◆ **TASK LIST**:
**a.** In the text on the sugar and taste study, what happened when researchers reset the brain cells of flies on high-sugar diets?
**b.** Continue the article about the fruit fly sugar study from its last sentence.

◆ **TEXT UNDER STUDY**:
_____
A new study found that people who overeat may be doing so because they are not able to taste or enjoy their food as well as other people. Using fruit flies, researchers found that a high-sugar diet can negatively impact taste receptors, deadening the flies’ ability to taste sweet things. They then ate more sugary foods to get the satisfaction others received from smaller amounts, leading to obesity.
When fed the equivalent of diet soda, their ability to taste and recognize sweetness was not negatively impacted. So, it wasn’t that an overabundance of sweetness was to blame; it was the sugar. When researchers reset the brain cells of flies on high-sugar diets, the flies stopped overeating, despite having an excess of sugar around them.
“This means the changes in taste, at least in flies, are pretty important to drive overconsumption and weight gain,” Monica Dus, principal investigator on the study at the Univ. of Michigan, said. “Do changes in taste also play a role in the overconsumption that we see when humans and other animals find themselves in food environments high in sugar?”
_____
◆ **DATASET EXTRACT**:
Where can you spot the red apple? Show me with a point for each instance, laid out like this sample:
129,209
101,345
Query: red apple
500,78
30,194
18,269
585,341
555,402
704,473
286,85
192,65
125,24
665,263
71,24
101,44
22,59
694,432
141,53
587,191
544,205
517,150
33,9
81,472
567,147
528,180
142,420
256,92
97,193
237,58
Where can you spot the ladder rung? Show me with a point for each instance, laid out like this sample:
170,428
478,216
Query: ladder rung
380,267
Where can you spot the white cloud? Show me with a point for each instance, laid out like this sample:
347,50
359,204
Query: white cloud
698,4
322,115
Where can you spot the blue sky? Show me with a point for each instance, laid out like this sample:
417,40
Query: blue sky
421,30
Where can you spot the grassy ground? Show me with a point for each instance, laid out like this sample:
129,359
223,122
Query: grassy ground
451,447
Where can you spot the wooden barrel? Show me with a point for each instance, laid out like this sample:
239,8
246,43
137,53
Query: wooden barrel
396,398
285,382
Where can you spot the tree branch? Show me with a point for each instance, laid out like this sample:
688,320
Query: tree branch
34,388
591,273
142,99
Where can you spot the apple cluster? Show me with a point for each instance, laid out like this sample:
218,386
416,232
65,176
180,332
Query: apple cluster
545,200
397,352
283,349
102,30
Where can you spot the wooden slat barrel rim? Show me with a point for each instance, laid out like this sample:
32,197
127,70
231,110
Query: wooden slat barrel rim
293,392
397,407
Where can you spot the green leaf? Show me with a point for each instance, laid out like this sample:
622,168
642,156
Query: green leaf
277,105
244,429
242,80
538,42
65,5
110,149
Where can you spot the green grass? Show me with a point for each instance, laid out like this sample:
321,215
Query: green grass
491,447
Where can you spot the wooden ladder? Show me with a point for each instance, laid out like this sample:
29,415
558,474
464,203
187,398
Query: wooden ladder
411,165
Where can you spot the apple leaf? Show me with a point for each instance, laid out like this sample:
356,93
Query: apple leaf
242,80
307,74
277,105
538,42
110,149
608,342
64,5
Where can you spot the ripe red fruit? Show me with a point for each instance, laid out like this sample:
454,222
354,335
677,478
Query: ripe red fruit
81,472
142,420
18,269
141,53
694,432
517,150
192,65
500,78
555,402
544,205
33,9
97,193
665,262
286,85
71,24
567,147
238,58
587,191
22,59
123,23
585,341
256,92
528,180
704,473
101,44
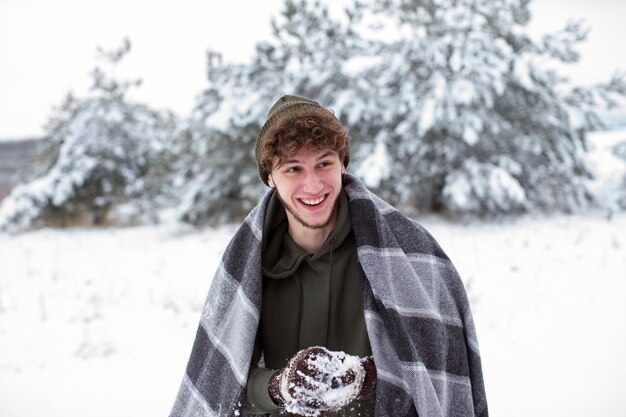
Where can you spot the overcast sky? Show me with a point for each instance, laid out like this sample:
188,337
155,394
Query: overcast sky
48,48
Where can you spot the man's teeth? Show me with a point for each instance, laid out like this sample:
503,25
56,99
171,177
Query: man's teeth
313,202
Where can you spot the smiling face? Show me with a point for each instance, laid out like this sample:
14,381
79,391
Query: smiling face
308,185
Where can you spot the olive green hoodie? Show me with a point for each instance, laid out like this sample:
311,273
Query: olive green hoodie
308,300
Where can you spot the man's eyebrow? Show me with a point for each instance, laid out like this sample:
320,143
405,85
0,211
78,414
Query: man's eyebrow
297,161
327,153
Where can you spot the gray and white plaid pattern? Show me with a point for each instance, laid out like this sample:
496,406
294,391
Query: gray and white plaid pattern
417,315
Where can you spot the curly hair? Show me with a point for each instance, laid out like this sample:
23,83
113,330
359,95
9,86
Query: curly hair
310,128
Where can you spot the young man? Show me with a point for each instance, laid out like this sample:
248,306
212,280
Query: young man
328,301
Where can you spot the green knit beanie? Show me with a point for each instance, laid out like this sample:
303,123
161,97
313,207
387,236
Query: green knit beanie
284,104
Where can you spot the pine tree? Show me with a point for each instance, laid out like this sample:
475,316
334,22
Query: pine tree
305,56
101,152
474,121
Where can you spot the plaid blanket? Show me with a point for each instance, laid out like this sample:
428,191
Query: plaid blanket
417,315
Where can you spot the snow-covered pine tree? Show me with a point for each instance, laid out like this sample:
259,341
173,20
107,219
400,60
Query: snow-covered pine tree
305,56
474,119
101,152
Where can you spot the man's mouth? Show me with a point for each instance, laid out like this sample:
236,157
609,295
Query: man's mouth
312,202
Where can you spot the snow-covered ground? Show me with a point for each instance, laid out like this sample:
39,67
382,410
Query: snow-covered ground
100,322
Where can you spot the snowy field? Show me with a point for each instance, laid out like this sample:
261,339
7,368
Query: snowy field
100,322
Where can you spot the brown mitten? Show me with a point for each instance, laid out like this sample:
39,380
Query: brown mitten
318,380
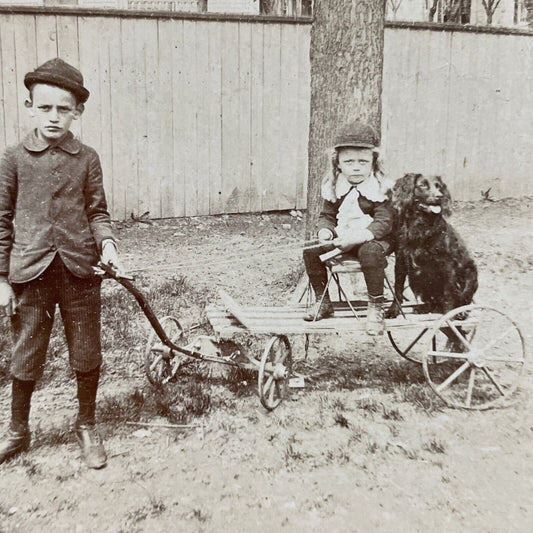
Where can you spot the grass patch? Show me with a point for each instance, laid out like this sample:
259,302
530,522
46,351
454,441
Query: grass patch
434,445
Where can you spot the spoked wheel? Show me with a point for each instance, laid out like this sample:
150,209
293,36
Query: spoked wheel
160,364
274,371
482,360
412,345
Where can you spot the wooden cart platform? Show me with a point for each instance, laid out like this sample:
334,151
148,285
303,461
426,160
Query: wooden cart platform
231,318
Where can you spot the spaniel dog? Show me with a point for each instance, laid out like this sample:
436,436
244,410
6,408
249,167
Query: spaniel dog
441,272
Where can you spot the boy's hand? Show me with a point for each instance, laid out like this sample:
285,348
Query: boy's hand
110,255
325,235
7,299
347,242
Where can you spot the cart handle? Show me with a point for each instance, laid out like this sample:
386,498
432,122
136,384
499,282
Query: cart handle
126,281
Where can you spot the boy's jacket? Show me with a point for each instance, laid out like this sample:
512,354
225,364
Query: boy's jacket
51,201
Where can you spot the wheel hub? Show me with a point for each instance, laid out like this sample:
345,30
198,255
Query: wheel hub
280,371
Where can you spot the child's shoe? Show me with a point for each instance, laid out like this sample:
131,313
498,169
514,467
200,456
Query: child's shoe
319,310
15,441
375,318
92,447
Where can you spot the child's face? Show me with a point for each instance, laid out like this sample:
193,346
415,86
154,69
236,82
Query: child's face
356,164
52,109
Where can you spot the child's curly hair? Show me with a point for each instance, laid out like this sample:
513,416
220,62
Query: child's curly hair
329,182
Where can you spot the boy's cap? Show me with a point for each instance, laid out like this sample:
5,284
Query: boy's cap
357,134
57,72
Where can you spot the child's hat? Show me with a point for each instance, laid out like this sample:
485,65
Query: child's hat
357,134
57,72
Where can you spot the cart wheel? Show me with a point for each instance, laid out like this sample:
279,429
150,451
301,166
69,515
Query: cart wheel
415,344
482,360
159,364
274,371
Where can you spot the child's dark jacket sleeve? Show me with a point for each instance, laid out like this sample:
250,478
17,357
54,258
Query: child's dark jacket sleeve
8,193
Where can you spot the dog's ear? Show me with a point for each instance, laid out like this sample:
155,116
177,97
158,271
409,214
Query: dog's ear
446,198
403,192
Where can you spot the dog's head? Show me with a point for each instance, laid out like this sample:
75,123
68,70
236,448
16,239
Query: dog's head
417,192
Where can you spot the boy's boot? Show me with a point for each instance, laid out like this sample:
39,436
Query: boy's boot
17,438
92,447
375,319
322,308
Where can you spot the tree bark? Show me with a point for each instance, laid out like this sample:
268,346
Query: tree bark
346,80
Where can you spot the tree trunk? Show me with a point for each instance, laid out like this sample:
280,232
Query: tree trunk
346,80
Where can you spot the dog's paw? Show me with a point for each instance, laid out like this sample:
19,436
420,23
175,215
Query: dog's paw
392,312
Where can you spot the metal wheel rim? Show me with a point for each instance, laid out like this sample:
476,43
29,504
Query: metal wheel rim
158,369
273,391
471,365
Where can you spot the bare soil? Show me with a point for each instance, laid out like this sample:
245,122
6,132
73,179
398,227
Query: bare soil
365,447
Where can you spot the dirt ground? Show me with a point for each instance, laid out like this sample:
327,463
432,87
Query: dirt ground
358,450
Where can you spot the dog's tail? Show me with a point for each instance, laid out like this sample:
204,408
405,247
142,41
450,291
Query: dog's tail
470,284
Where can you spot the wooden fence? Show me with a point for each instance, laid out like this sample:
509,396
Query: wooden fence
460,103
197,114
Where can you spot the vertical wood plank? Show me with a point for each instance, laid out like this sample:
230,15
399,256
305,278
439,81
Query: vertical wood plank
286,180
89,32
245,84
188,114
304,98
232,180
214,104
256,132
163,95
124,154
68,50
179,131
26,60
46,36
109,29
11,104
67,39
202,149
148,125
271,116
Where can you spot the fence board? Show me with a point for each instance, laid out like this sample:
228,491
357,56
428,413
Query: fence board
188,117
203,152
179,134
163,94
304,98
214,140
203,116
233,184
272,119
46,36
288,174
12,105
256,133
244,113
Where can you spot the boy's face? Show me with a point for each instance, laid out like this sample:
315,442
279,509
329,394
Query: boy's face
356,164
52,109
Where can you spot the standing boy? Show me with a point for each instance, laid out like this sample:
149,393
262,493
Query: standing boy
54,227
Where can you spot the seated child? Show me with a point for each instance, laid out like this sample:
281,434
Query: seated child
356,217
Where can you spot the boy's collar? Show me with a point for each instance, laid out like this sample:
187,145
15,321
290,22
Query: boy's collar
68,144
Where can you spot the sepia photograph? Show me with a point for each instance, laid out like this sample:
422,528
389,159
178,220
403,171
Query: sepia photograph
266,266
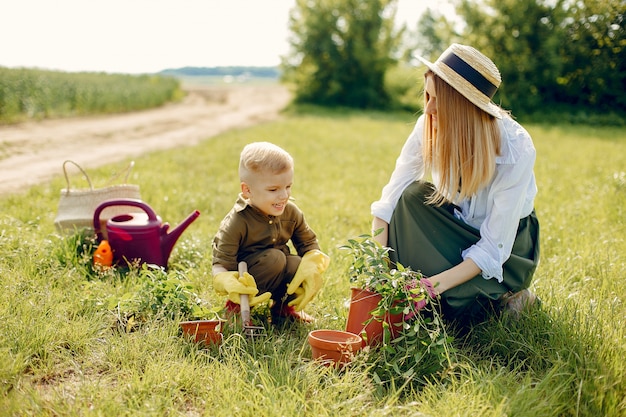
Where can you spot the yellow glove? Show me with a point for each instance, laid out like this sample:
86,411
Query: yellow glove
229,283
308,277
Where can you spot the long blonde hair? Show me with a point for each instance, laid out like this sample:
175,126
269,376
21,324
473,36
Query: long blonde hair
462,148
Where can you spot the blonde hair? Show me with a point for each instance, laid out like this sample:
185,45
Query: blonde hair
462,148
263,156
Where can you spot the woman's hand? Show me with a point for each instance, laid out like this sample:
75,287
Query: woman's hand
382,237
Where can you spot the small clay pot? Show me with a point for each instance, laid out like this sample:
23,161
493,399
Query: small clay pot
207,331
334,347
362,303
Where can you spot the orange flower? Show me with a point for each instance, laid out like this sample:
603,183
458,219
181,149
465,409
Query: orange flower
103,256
_____
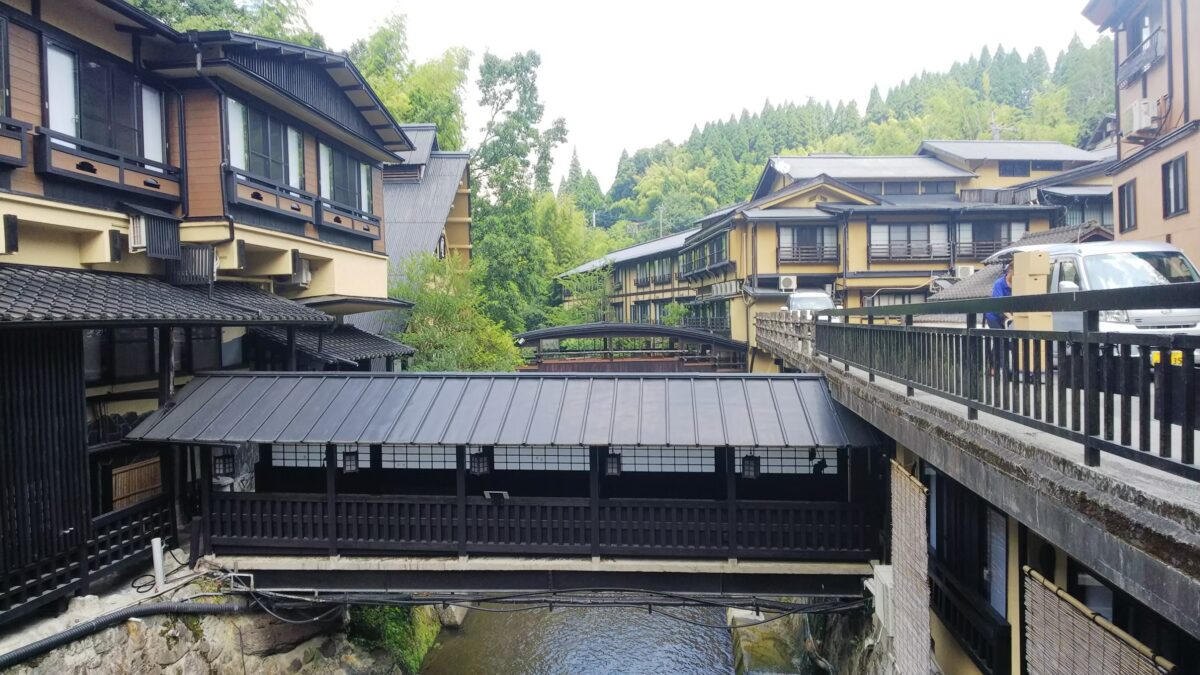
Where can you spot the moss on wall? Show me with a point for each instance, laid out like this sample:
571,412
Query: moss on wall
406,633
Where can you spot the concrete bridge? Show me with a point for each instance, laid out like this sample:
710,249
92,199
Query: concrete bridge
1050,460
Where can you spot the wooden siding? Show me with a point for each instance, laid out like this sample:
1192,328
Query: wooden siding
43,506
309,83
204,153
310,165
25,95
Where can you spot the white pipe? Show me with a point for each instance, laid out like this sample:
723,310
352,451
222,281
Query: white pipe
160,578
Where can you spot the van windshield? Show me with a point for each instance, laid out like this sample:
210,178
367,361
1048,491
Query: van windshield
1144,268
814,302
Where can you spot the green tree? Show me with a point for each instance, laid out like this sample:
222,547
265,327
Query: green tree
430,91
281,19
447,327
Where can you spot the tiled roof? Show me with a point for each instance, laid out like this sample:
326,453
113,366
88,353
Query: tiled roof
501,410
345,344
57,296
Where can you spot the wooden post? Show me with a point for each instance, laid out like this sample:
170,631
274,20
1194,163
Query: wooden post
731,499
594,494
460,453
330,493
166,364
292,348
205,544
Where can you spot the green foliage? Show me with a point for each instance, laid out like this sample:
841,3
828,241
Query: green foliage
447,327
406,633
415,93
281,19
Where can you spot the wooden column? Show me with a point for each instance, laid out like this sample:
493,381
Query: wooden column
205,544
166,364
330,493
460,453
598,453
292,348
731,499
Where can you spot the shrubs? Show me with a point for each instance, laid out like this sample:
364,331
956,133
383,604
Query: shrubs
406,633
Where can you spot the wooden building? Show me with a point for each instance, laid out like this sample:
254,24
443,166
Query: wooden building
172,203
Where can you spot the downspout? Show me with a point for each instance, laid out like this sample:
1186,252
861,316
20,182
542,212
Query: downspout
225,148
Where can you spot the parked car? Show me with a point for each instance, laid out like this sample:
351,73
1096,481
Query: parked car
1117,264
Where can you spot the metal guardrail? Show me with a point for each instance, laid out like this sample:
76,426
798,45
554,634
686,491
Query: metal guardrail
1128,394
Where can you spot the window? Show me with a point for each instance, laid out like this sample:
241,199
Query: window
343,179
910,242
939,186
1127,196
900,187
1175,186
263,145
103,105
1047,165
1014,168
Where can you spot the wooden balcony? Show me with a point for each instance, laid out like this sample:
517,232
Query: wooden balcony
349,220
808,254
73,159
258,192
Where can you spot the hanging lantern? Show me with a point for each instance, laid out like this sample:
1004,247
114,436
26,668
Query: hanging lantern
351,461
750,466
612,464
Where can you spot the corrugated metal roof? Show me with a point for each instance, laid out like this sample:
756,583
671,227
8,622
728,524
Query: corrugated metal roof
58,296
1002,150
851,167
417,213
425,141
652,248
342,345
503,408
_____
◆ **ANSWERS BY TASK**:
**a.** The flies stopped overeating, even with an excess of sugar around them.

**b.**
The research appears to show that obesity is the result of overeating because of the inability to taste things and the body’s drive to be satiated, not the other way around. This research could lead to weight loss drugs that correct a person’s ability to taste. Were their taste buds to be fixed, people would be far less likely to overeat.
The scientists said that avoiding added sugar can help you protect your taste receptors. The American Heart Association warns against eating more than six teaspoons of added sugar per day for women and nine teaspoons for men. Most of us consume 17 teaspoons every day. By trying to keep sugar as a treat instead of a daily habit, you can help your mouth taste real flavors and remain trim.
If overeating sugar is making you unwell, speak to your doctor about your health and way to cut sugar from your diet!